= PASSAGE TO READ =
Core decompression + BMAC

Bone marrow aspiration concentrate (BMAC) contain mononuclear stem cells that are the building blocks of the structural architecture of the hip. They differentiate into the bone-forming cells and replace the aged, defective cells, thus maintaining the balance and structural integrity [16−19]. Replacing a sufficient amount of stem cells in the hip after decompression and instilling new pool of lineage of cells that could differentiate into cells necessary for the normal physiological function of the hip, seems to be a viable treatment option for pre-collapse stages of AVN. Different nomenclatures have been used for these cells; BMAC, MSCs and bone marrow mononuclear cells (BMMCs) [24−28]. Multiple studies have assessed its role as an adjuvant to CD and have shown promising results (Table III). Wang et al. treated 20 hips in 15 patients with CD, curettage, bone graft and BMAC combination [24]. After a mean follow-up of 2 years, the average HHS was 85, with 15/20 patients showing good to excellent scores (score >80). Eighty percent of hip survival rates were achieved, and only four hips exhibited worsening of the stage but did not require THR at the final follow-up. The authors described the salvage procedure as an effective one for early stages of AVN.

= Region pointing data =
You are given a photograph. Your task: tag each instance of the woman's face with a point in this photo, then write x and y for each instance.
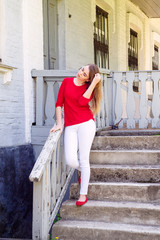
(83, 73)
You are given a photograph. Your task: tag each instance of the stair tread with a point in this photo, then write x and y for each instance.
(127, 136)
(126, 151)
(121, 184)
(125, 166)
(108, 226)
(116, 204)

==

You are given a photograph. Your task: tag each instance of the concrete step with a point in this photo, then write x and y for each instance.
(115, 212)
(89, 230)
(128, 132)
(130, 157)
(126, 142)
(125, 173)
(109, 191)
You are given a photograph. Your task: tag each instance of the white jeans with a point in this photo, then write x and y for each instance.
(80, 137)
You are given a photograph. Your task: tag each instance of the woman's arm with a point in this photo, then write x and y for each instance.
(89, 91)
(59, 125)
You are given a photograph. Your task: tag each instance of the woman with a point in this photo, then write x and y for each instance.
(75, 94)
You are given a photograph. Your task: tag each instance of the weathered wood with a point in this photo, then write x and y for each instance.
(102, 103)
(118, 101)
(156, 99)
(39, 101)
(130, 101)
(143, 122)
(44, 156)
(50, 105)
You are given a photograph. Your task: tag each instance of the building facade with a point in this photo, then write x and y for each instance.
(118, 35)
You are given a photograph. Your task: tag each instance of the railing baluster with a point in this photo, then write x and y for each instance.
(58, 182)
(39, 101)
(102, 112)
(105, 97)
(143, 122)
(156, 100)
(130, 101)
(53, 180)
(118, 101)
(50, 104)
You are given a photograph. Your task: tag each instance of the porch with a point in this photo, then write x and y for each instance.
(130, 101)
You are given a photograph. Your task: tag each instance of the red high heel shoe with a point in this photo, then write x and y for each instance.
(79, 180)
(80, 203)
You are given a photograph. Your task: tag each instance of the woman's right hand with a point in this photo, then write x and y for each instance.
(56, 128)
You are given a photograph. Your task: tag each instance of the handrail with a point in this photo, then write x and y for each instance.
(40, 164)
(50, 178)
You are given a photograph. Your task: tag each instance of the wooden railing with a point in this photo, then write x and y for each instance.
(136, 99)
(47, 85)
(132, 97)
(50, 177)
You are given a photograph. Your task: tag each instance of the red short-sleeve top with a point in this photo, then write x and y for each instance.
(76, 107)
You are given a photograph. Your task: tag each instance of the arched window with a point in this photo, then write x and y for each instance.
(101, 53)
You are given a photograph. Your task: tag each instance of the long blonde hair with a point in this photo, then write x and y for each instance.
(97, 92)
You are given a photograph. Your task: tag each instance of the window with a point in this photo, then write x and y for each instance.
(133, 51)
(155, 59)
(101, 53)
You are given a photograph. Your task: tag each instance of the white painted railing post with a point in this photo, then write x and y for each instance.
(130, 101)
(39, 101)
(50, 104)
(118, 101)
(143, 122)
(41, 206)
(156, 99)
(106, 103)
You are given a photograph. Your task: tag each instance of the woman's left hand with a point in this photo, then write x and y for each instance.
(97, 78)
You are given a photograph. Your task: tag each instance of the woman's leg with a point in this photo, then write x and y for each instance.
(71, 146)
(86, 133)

= PROBLEM DESCRIPTION =
Answer these questions from the passage on core decompression and BMAC above:
1. What kind of cells does bone marrow aspiration concentrate contain?
2. How many hips and how many patients did Wang et al. treat?
3. What was the average HHS after the mean follow-up of 2 years?

= RESPONSE TO THIS TASK =
1. Mononuclear stem cells.
2. 20 hips in 15 patients.
3. 85.